→ **TASK**: Word for word, restate every line of the material.

→ **Entries from a dataset**:
++++++++

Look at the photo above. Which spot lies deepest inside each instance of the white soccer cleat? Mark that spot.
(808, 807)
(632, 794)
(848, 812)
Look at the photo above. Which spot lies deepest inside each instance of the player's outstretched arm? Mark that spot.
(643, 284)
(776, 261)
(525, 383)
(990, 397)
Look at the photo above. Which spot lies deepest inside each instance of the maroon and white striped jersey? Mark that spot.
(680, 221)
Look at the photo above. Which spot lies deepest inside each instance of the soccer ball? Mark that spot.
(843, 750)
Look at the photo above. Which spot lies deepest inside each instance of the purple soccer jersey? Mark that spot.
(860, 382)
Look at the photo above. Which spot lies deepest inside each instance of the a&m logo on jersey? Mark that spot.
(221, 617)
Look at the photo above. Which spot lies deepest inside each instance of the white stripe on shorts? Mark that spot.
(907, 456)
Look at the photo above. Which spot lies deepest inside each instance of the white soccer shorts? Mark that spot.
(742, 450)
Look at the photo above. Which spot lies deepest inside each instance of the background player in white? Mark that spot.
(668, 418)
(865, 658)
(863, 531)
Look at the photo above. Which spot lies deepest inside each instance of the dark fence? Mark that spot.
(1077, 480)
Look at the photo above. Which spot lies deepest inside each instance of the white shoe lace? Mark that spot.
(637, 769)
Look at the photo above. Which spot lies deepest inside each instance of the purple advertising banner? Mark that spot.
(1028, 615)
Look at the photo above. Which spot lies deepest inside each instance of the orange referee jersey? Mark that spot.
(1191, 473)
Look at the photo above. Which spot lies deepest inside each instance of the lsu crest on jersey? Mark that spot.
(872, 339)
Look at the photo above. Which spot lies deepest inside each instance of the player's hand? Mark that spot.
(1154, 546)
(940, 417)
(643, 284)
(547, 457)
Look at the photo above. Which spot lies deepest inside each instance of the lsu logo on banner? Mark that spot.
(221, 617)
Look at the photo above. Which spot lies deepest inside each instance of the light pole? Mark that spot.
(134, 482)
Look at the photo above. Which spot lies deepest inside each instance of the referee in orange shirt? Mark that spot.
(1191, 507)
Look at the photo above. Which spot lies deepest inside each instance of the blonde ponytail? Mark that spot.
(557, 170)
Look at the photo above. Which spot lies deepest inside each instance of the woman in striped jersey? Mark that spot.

++++++++

→ **RESULT OF THE EXERCISE**:
Look at the photo above. Which spot lies deepest inside each instance of the white soccer cleat? Mark that spot.
(808, 807)
(632, 794)
(848, 812)
Look at the photo above. Which spot lies deepest inside each instance of the player's outstretched arm? Mark that spot.
(643, 284)
(776, 261)
(525, 383)
(990, 397)
Look at the photo above. Which spot lies deepest inside each instance of the maroon and white striped jersey? Mark that spot.
(680, 221)
Look at the photo above. Which spot lies deepest inside each instance of the soccer ball? Mark that spot.
(843, 750)
Look at the photo above. Which spot lies deepest inside each instance of the purple soccer jersey? Mark that spot.
(860, 382)
Look at the photo above. Which spot lies deepest inside each instance of the a&m logo on jersey? Mark that spot.
(221, 617)
Look at the photo above. Which spot lies deepest inside each instance of the white stripe on shorts? Mark that spot.
(907, 456)
Look at the photo above. Which spot lies deepest inside each instance of the white soccer shorts? Mark that spot.
(742, 450)
Look at the photo above. Which spot lies deepest inside each instance of the background player in white? Mark that spot.
(668, 418)
(865, 658)
(863, 531)
Look at the photo above. Which spot lies deepest inside each instance of the dark fence? Mark that spot.
(1077, 480)
Look at the photo above. Which spot lies deepest inside each instance of the white shoe lace? Mark that spot.
(637, 769)
Look at the photo above. Which spot lies deepest inside each instance of the purple advertising banner? Mark that spot.
(1028, 615)
Look at the photo above. Which spot lies deepest inside each instance of the orange referee jersey? Mark that spot.
(1191, 473)
Look at the photo above. Which spot lies deepest inside each instance of the lsu crest on jersey? Mark that spot.
(872, 339)
Look at the photo above. Which spot lies deepest inside each instance of the player's hand? Mark that spot.
(1154, 546)
(940, 417)
(643, 284)
(547, 457)
Look at the photo above. Which spot lies deepest inside each instance of the lsu logo on banner? Mark that spot.
(221, 617)
Look at the photo above. Which spot lies deepest inside each instance of the light pole? Mark that spot.
(134, 482)
Look at the photo above. Which spot lies deepest inside each instance of the referee in orange shirt? Mark that spot.
(1191, 507)
Look at the photo above. Which spot lies deepest inside each instance of the blonde ponytail? Mark that spot.
(557, 170)
Look at the photo above. Which spot lies deepest inside each instance of the woman in striped jersey? Mark that spot.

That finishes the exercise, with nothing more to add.